▶ [Written problem 1]: Pull out each line of the entries that contains the string "green", treating uppercase and lowercase as different.

▶ [Excerpt provided]:
begin

- Born: 常陸飛雄馬 February 16, 1998 (age 28) Munakata, Fukuoka, Japan
- Nickname: Star Of The SHIBUYA
- Height: 172 cm (5 ft 8 in)
- Weight: 60 kg (130 lb; 9.4 st)
- Style: Kickboxing
- Stance: Orthodox
- Fighting out of: Tokyo, Japan
- Team: Target Shibuya
- Years active: 2018–present

Kickboxing record
- Total: 23
- Wins: 15
- By knockout: 9
- Losses: 7
- By knockout: 1
- Draws: 1

= Hyuma Hitachi =

Japanese kickboxer

Hyuma Hitachi (常陸飛雄馬, Hitachi Hyuma) is a Japanese kickboxer, currently competing in the super featherweight division of RISE. He is the current RISE Super Featherweight Champion. As of October 2022, he is ranked as the third best super bantamweight by Beyond Kick and the fourth best bantamweight by Combat Press.

==Kickboxing career==
===RISE===
Hitachi made his professional debut against the future RISE featherweight (-57.5 kg) champion Keisuke Monguchi on the prelims of RISE 128 on November 2, 2018. He lost the fight by a first-round technical knockout. Hitachi next faced Masaaki Ono at RISE EVOL.2 on February 8, 2019. He won the fight by unanimous decision, with two judges scoring the bout 29–28 in his favor, while the third judge awarded Hitachi all three rounds of the bout. Hitachi failed to build on this victory however, as he suffered a unanimous decision loss to Ryosuke Nakazawa at RISE EVOL.3 on April 26, 2019, with all three judges scoring the fight 29–28 for Nakazawa.

Hitachi faced Masaumi Shimizu at RISE WEST ZERO on July 28, 2019. He won the fight by a third-round knockout, the first stoppage victory of his professional career. Hitachi faced REITO BRAVELY at Rise West 12 on December 8, 2019, in his fourth and final fight of the year. The bout was ruled a split decision draw. Two of the judges awarded a 30–29 scorecard to Hitachi and REITO respectively, while the third judge scored the fight as an even 29–29 draw.

After amassing a 2–2–1 record in his first five fights, Hitachi was booked to face Masanori Shimada at the fifth iteration of the RISE EVOL series, which was held on February 10, 2020. He won the fight by a second-round knockout, flooring Shimada with a right hook at the 1:54 minute mark of the round.

end

▶ [Provided records]:

begin

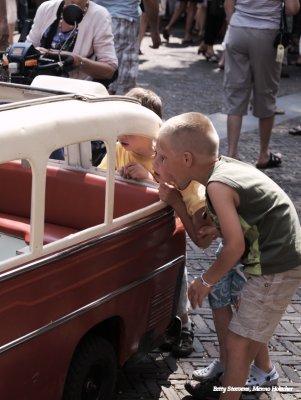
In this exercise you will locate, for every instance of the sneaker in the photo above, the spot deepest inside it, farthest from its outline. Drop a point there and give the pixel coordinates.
(214, 370)
(185, 345)
(171, 335)
(203, 390)
(257, 377)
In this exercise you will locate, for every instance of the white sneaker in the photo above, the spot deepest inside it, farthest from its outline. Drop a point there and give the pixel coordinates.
(212, 371)
(257, 377)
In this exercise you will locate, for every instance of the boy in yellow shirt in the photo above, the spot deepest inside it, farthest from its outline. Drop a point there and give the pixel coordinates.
(134, 154)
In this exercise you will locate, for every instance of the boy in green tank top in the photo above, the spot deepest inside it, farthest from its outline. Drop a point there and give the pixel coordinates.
(260, 228)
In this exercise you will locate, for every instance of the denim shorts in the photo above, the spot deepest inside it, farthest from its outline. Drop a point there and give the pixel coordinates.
(227, 289)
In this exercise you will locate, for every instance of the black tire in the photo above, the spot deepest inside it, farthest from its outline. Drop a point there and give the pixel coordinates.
(93, 370)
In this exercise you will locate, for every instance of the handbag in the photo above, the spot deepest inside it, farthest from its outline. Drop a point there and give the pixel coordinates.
(282, 37)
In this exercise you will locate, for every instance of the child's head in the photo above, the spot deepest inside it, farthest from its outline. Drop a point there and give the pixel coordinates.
(187, 147)
(141, 144)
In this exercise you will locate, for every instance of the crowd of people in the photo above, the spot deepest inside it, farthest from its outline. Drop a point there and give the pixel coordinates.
(213, 195)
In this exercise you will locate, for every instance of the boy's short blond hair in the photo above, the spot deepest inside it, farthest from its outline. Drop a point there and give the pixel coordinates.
(193, 132)
(148, 99)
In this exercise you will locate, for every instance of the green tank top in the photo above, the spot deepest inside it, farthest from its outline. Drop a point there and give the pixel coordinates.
(268, 218)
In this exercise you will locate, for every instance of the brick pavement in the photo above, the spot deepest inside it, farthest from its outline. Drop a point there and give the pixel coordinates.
(187, 83)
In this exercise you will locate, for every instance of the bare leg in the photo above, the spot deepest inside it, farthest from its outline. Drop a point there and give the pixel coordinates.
(262, 359)
(234, 123)
(191, 10)
(222, 317)
(143, 27)
(240, 353)
(265, 130)
(180, 8)
(200, 18)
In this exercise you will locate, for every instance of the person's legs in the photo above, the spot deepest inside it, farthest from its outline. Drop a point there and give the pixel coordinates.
(190, 15)
(265, 131)
(200, 17)
(126, 41)
(180, 8)
(234, 123)
(142, 29)
(222, 317)
(240, 352)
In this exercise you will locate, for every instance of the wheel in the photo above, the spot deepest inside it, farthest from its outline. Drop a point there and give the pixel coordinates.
(93, 370)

end

▶ [Written problem 2]: In the kickboxer profile, how did Hitachi beat Masanori Shimada?

▶ [Task solution 1]:
In this exercise you will locate, for every instance of the boy in green tank top in the photo above, the spot deepest inside it, farthest from its outline. Drop a point there and give the pixel coordinates.
In this exercise you will locate, for every instance of the green tank top in the photo above, the spot deepest inside it, farthest from its outline. Drop a point there and give the pixel coordinates.

▶ [Task solution 2]: By a second-round knockout, dropping Shimada with a right hook at 1:54 of the round.